| WHAT YOU WILL DO |
For each line in the data below, write an exact copy.

| EXCERPTED RECORDS |

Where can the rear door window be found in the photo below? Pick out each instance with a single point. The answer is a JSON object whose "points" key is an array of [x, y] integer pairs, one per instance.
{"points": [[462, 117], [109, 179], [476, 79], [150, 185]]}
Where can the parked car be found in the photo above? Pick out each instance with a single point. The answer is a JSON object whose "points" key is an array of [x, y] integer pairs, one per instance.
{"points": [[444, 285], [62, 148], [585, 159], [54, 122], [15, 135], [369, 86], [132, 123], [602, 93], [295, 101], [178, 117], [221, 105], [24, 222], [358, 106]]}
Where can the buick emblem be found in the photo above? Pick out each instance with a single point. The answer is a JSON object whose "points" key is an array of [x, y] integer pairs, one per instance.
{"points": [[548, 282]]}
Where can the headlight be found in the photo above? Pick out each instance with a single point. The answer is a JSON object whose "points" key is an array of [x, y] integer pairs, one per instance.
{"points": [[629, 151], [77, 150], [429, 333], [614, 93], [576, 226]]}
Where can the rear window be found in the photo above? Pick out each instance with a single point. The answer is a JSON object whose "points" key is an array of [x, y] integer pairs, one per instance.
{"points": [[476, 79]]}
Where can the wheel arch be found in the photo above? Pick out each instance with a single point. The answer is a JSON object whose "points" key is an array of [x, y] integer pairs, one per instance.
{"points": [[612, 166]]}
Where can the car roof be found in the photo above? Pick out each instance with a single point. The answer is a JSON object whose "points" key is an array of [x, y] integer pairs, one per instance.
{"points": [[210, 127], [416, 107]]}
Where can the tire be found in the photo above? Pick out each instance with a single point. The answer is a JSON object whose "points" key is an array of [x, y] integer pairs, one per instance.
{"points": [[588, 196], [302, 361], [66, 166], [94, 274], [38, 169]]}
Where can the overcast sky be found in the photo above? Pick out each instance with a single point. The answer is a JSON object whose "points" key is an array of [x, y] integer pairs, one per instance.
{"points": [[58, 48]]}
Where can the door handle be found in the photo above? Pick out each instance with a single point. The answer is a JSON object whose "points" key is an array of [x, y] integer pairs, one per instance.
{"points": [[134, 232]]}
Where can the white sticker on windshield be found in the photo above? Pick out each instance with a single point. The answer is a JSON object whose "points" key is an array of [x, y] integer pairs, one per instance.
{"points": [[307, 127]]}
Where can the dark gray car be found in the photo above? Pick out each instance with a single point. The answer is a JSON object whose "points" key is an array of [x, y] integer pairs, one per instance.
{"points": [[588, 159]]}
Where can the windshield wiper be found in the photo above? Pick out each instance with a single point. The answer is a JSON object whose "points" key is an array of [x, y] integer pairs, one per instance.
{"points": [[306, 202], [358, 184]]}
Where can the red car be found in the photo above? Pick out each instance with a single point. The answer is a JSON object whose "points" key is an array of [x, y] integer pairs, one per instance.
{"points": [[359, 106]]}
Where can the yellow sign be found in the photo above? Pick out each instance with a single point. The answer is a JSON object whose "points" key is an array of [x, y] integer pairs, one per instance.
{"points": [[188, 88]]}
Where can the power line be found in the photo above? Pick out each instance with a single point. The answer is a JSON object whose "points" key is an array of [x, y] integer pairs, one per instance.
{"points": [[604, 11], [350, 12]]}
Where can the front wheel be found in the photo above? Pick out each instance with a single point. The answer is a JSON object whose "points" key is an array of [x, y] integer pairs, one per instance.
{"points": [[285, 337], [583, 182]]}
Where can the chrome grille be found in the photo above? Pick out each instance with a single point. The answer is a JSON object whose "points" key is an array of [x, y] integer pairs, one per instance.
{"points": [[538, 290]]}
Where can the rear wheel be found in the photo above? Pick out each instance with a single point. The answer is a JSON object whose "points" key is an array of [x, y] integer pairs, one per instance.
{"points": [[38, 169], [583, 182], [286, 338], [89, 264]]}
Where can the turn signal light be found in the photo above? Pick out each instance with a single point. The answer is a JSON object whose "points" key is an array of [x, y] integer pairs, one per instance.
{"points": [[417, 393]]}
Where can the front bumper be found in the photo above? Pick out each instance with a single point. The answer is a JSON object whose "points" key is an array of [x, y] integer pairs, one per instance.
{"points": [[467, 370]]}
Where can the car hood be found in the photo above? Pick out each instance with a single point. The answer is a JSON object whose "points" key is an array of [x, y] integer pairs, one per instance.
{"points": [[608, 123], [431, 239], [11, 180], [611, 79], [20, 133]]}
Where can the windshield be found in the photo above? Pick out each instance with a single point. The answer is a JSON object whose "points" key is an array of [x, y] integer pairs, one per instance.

| EXERCISE RESULT |
Where can the rear door window be found in the photo below? Pick out each instance with a single point. The answer is a JSON object whose "points" key is an array of [x, y] integer pairs, one per instance.
{"points": [[462, 117], [109, 179], [476, 79], [150, 185]]}
Where can the parked car be found in the photo above? Pick out each instance with a single point. The answer is a JSON object whose "points" key is an array of [x, y] integer pairs, one per instance.
{"points": [[444, 285], [62, 148], [585, 159], [54, 122], [15, 135], [369, 86], [132, 123], [602, 93], [295, 101], [178, 117], [221, 105], [24, 222], [358, 106]]}
Where can the buick emblem be found in the photo above? Pick out each instance with a single point. The answer is a JSON object whose "points" key is an array of [x, y] integer pairs, one per instance.
{"points": [[548, 282]]}
Where can the headlight be found in the photo above? Pick out each instance with a single point. The answer is a JSON object whose "points" key is an array of [x, y] integer pairs, one per instance.
{"points": [[629, 151], [77, 150], [429, 333], [614, 93], [576, 226]]}
Where can the rear window be found in the photo above? Pick out each instance with a single point. The answer is a JSON object whose "points" key is an array of [x, y] integer pairs, one per instance.
{"points": [[476, 79]]}
Where can the wheel arch be found in the photo above? Pick out each instance with a single point. The answer is a JSON object whose "points" key is an array of [x, y] integer pairs, one per instance.
{"points": [[612, 166]]}
Where can the car roof be found in the photo above? Pick out each instance with a single point. The answer is a JSON object whose "points" key is an array of [x, y] integer pairs, one per instance.
{"points": [[210, 127], [416, 107]]}
Where can the tire be found in the photo above? Pick out each instance with a single point. The answer is a JSON object whose "points" key is an array of [x, y] integer pairs, one per instance.
{"points": [[588, 196], [302, 361], [66, 166], [94, 274], [38, 169]]}
Where can the overcast sky be found in the photo above? Pick out each instance with a single point. The answer is a JSON object whose "points" key is an array of [x, y] integer pairs, one per instance.
{"points": [[58, 48]]}
Where can the door handle be found in the photo above? Pick out each instance with a single point. The answer is a JSON object whose "points" key is an array of [x, y] integer pairs, one per instance.
{"points": [[134, 232]]}
Where can the white sticker on windshield be found in the photo above? Pick out each instance with a single point. The answer is a JSON object whose "points" key is an array of [x, y] integer pairs, one per instance.
{"points": [[307, 127]]}
Where can the dark gray car be found in the photo above? Pick out each instance with a single point. The answer is a JSON object whose "points" key is an array of [x, y] integer pairs, one per instance.
{"points": [[588, 159]]}
Where can the windshield wiper be found in the photo above? Pick out each instance with a single point. The answer is a JSON object whose "points" key is an array of [x, y] integer pairs, one per instance.
{"points": [[306, 202], [358, 184]]}
Where can the red car be found in the photo above? Pick out each instance with a single point. The answer is a JSON object whose "points" key is an array of [x, y] integer pairs, one per instance.
{"points": [[359, 106]]}
Where can the yellow sign be found in the photo above? Pick out each instance with a single point. The answer is a JSON object whose "points" key is an array of [x, y] integer pairs, one per instance.
{"points": [[188, 88]]}
Where can the power line be found in the photo above? Pick out each instance with a single point. The answer is a JSON object whose "points" key is an array of [x, y] integer pairs, one per instance.
{"points": [[604, 11], [350, 12]]}
Where can the front wheel be found in the photo above? Pick out each instance with a single point. The answer is a JSON object whose "points" key is an array of [x, y] integer pairs, one per instance.
{"points": [[285, 337], [583, 182]]}
Where can the chrome grille be found in the photo above? Pick out each instance with a single point. The answer is a JSON object whose "points" key is an array of [x, y] integer pairs, one per instance.
{"points": [[538, 290]]}
Where can the rear wheel be found in the photo above? Pick out each instance with a single point. The answer is a JSON object whose "points" key is an array of [x, y] integer pairs, one per instance.
{"points": [[38, 169], [583, 182], [286, 338], [89, 264]]}
Where can the turn signal light be found in the photo above? Pick out each instance with a single point. The answer is a JSON object whose "points" key is an array of [x, y] integer pairs, one per instance.
{"points": [[417, 393]]}
Where can the front bumper be found in the photo above? Pick out each instance with a single point. The answer is a JSON object whose "points" key is an array of [x, y] integer pairs, one per instance.
{"points": [[467, 370]]}
Where can the car hood be found in the photo above? Pick out each instance with a single point. The answer is a JSON object whose "points" key is an array of [x, y] integer pairs, one per instance.
{"points": [[608, 123], [431, 239], [11, 180], [611, 79], [20, 133]]}
Where can the windshield be found in the photo above? Pick out each instance with a single point. The answer is a JSON object whose "points" key is an array of [x, y] integer pairs, one per instance.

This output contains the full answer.